● Work to be completed: Continue the research summary on phosphorus fertilizer and algae in rice fields, starting after its final sentence.
== Supplied passage ==
Page Banner

United States Department of Agriculture

Agricultural Research Service

Research Project: Aquatic and Riparian Weed Management to Protect U.S. Water Resources in the Far West United States

Location: Exotic and Invasive Weeds Research

Title: Reducing rice field algae and cyanobacteria abundance by altering phosphorus fertilizer applications

Authors
item Spencer, David
item Linquist, Bruce -

Submitted to: Paddy and Water Environment
Publication Type: Peer Reviewed Journal
Publication Acceptance Date: April 25, 2013
Publication Date: January 24, 2014
Citation: Spencer, D.F., Linquist, B.A. 2014. Reducing rice field algae and cyanobacteria abundance by altering phosphorus fertilizer applications. Paddy and Water Environment. 12:147-154.

Interpretive Summary: In California’s water seeded rice fields abundant algal growth can be a problem during rice establishment. We set up experiments to evaluate the effects of phosphorus fertilizer management on algal growth in rice fields. In two field-scale experiments, the effects of surface, incorporated, and delayed fertilizer applications were tested. In addition, the effects of phosphorus application timing on rice yields was measured in two smaller enclosure experiments. Results indicate that higher levels of phosphorus fertilizer were associated with increased algal growth. Rice fields which received conventional surface applied P fertilizer had 4 to 8 times more algal/cyanobacterial biomass and 3 to 11 times higher concentrations of soluble reactive phosphate (SRP) than those in which the P fertilizer was incorporated or delayed by 30 days. In the enclosure experiments, weight of algae per square yard and water concentrations of dissolved phosphorus were also significantly greater in enclosures that received the phosphorus fertilizer. Delaying the application by up to 28 days after seeding did not affect rice yields. Reducing dissolved phosphorus concentrations in rice field water will result in reduced algal growth. This can be accomplished by either incorporating P fertilizer into the soil or by delaying its application until rice plants are well above the water’s surface. Reduced algal growth also means that it will not be necessary to apply copper sulfate to kill the algae.
===
== Dataset extract ==
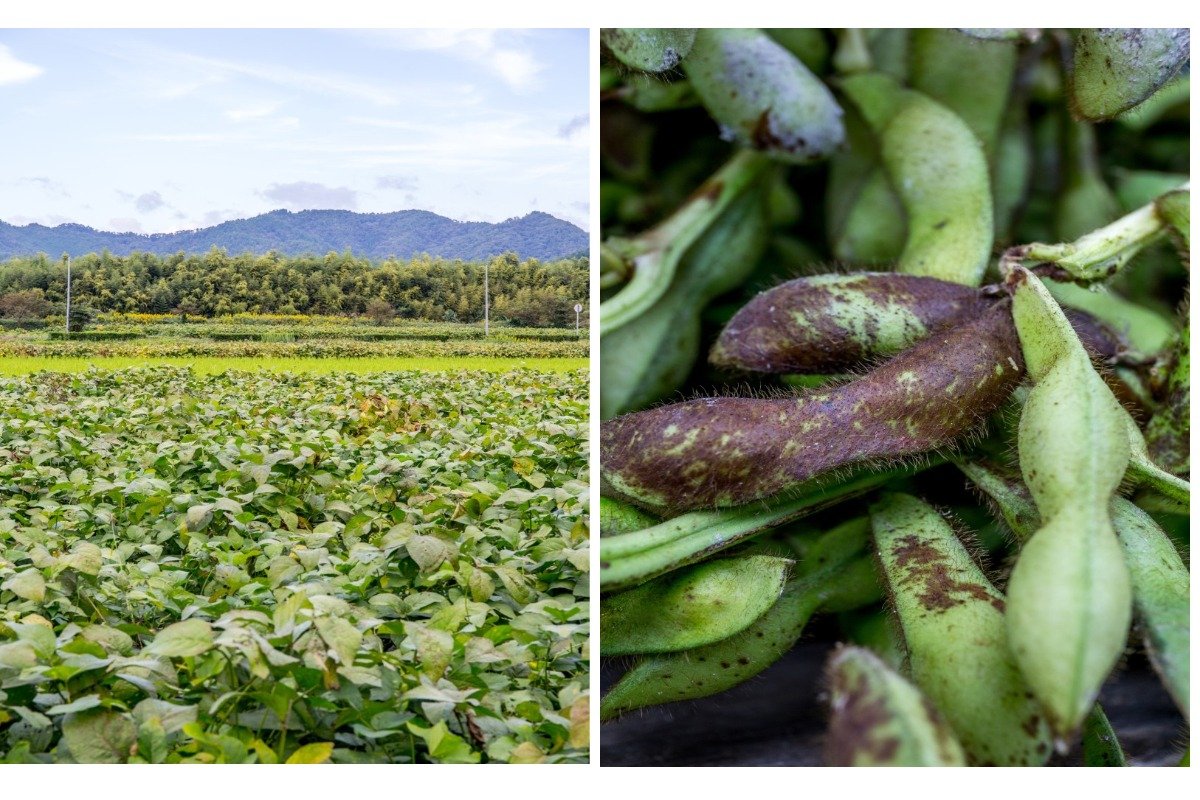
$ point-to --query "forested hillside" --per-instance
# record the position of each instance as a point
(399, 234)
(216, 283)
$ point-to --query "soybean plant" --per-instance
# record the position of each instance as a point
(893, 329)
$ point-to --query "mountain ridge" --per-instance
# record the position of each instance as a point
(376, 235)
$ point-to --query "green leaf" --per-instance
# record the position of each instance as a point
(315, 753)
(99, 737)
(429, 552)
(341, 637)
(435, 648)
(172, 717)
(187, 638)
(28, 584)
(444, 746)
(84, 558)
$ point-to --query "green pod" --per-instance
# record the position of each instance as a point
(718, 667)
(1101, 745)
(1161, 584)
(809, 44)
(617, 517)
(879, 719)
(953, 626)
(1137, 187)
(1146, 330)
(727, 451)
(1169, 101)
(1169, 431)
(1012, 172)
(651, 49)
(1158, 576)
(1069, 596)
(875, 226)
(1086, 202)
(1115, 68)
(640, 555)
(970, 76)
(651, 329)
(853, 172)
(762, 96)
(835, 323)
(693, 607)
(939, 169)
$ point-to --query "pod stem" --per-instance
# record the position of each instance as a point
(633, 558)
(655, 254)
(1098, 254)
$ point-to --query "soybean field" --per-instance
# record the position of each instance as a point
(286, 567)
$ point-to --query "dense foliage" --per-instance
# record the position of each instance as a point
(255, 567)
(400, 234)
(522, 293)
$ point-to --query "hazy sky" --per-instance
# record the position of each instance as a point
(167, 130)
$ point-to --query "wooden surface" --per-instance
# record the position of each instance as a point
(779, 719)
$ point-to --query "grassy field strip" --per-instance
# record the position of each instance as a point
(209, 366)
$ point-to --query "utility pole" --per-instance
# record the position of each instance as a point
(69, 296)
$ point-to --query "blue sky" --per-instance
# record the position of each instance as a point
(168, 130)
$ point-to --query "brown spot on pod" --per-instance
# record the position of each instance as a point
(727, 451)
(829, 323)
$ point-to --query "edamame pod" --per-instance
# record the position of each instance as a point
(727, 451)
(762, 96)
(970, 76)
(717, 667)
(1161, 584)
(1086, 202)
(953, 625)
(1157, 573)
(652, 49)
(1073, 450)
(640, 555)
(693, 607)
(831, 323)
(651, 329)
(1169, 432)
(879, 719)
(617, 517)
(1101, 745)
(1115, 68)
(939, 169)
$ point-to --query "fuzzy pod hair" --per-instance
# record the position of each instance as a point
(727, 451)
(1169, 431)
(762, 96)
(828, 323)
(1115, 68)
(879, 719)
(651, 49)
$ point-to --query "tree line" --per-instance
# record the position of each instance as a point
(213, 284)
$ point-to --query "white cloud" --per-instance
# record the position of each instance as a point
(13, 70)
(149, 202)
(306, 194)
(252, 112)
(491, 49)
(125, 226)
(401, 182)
===
● Output:
Technical Abstract: In California’s water seeded rice systems algal/cyanobacterial biomass can be a problem during rice establishment. Algal/cyanobacterial growth may be stimulated by phosphorus (P) additions in freshwater habitats, so we set up experiments to evaluate the effects of fertilizer P management on algal/cyanobacterial growth in rice fields. In two field scale experiments surface, incorporated, and delayed P applications were evaluated. In addition, the effects of P application timing on algal/cyanobacterial biomass and rice yields were evaluated in two smaller enclosure experiments. Results indicate that higher levels of P fertilizer were associated with increased algal/cyanobacteria biomass. Rice fields which received conventional surface applied P fertilizer had 4 to 8 times more algal/cyanobacterial biomass and 3 to 11 times higher concentrations of soluble reactive phosphate (SRP) than those in which the P fertilizer was incorporated or delayed by 30 days. Nutrient limitation experiments using the cyanobacterium, Nostoc spongiaeforme, and water from the P incorporated fields and fields where P application was delayed indicate that water from these fields would be described as P-limiting for N. spongiaeforme. While water from the surface applied fields was not P limited. In the enclosure experiments, algal/cyanobacterial biomass and water SRP concentrations were also significantly greater in enclosures that received the P fertilizer. Delaying the application by up to 28 days after seeding did not reduce rice yields. These results agree with previous reports on the relationship between rice field algae and SRP concentration in rice field water samples. The management implication of these findings is that reducing SRP concentrations in rice field water will result in reduced algal/cyanobacterial biomass. This reduction can be accomplished by either incorporating P fertilizer into the soil or by delaying its application until rice plants are well above the water’s surface.